_Exercise aim_: Reproduce every line of the records below verbatim, omitting the pictures.

_Items_:
----

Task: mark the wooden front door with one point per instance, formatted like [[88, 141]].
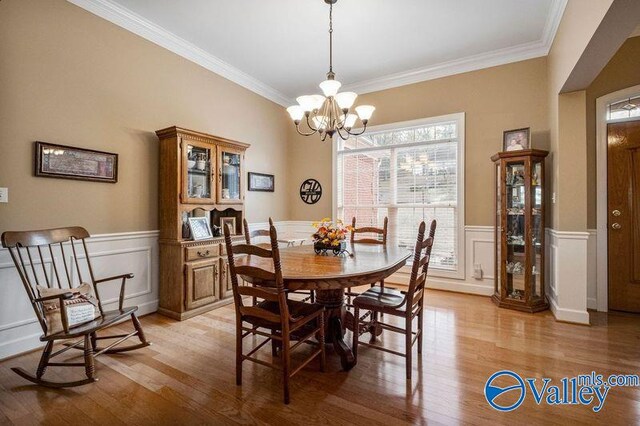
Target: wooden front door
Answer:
[[623, 182]]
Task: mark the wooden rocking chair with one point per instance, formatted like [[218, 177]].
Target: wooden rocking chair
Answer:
[[49, 246]]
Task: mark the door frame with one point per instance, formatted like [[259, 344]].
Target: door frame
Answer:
[[602, 252]]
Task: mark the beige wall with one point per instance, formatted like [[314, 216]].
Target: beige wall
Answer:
[[494, 99], [568, 167], [621, 72], [69, 77]]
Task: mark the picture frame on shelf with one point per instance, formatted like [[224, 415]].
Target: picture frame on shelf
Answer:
[[230, 222], [261, 182], [69, 162], [200, 229], [516, 139]]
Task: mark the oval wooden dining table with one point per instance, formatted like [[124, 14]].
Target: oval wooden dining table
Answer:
[[329, 276]]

----

_Solution_:
Task: mark the wooden front door with one point per instance, formatted like [[88, 141]].
Target: wooden front door
Answer:
[[623, 182]]
Task: mark the wooden rocking chair with one point per instance, formatted like [[218, 177]].
Target: wooden rocking chair
Answer:
[[49, 246]]
Task: mark the door frame with one point per instance, formatted like [[259, 344]].
Target: door frame
Answer:
[[602, 252]]
Task: mark the beige wall with one point per instance, formatted like [[314, 216]].
Target: beige wall
Answer:
[[494, 99], [568, 167], [621, 72], [69, 77]]
Task: mark the picture frame on shelf with one point per instance, formatted like [[224, 415]].
Target: picture frame on shelf
Answer:
[[230, 222], [261, 182], [69, 162], [200, 229], [516, 139]]
Task: mark the oval wooden dining table with one point per instance, formatted like [[124, 14]].
Target: oval wooden dining table
Answer:
[[329, 276]]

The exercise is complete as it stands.